Task prompt — Continue the links roundup on reading and writing from the point where it stops.

Reading text —
• • • • •
Welcome to our links roundup!
How many of us read Madeline as children? This year marks Madeline’s 75th birthday, and a new exhibit brings revelations about the books and author Ludwig Bemelmans.
All authors need to read. It’s one of the Golden Rules of authorhood. K.M. Weiland gives us the 10 commandments of reading like a writer.
Teens are not only reading voraciously, they’re writing, too. Julie Drew hopes YA lit can help close the gender gap in education, Kelly Jensen lists who YA fans should follow on Tumblr, and Chelsey Philpot examines the exploding world of teen fan fiction.
After the teen years, Lucy Horner recommends all twenty-somethings should read Tolstoy.
Write For Kids explores how books and technology are changing kids’ lives worldwide, and are launching their own “The World Is Now Ours: A Children’s Writing Mission for the21st Century.”
Two pieces of general advice writers often hear are: you need a unique voice and show, don’t tell. Clare Langley-Hawthorne tells us how to find our voice, and Bronwyn Hemus shows why telling is as important as showing.
We talk mostly about novels here, but Neal Abbott gives us 3 reasons you should consider writing a novella right now. No matter what we write, our opening line is key. Jacob M. Appel lists 7 ways to create a killer opening line for your work.
Getting the details right is important. Jay Korza provides surveillance information for writers, MJ Wright has 3 rules for naming your fantasy world (which works just as well for reality-based fictional worlds), and Perfect Prose Services lists 15 common spelling mistakes and how to avoid them.
• • • • •
Data extract —
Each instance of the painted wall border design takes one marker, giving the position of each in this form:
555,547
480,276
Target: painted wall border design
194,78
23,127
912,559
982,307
• • • • •
Answer below —
Characters are what makes a novel live in the hearts and minds of your readers. Jami Gold asks: can characters be both strong and vulnerable? Anne R. Allen lists 5 protagonists readers hate. K.M. Weiland explains how to writer memorable (but not too memorable) walk-on characters, and Rebecca Lacko explores how to portray teen fears realistically.
Zachariah OHora advises facing fears to create great characters, Susie Rodarme shows us the 5 stages of grief that occur when bad things happen to good characters, and whatever you do, please don’t “fridge” your female characters.
One big fear for many writers: being original. C.S. Lakin explains why tweaking your writing and genre for success is not selling out. Margarita Tartakovsky has 5 creative cures for writer’s block and Bryon Quertermous lists 5 things you can learn from a freelance editor.
Writers are often portrayed as struggling with inner demons (and many do). Kathy Weyer says that writing is her Prozac, Chris Abouzeid gives an amusing 6 habits of highly tormented writers list, and Werner Herzog explains the connection between creativity and self-reliance.
In other writerly advice, Terry Pratchett shares—among other things—what books he would bring to a desert island, Miranda Mellis explores how a lifetime of odd jobs contributed to her creativity, and A.S. King shows us how to separate the writing from the business.
So, Amazon is still in the news, this time trying to rally indie authors against Hachette. In doing so, they sent an email to indies in which they misquoted George Orwell—to which Bill Hamilton, literary executor for Orwell’s estate, responds (scroll to the last letter in the list). Here’s a roundup of Amazon’s friends and critics over Amazon’s latest moves. Meanwhile, Amazon is finally extending pre-order buttons to its KDP authors.
If you are self-publishing, Janine Savage explains why it takes a village to publish a book, hybrid author Holly Robinson busts some myths, and lawyer Helen Sedwick answers questions about copyright, pen names, and 1099s.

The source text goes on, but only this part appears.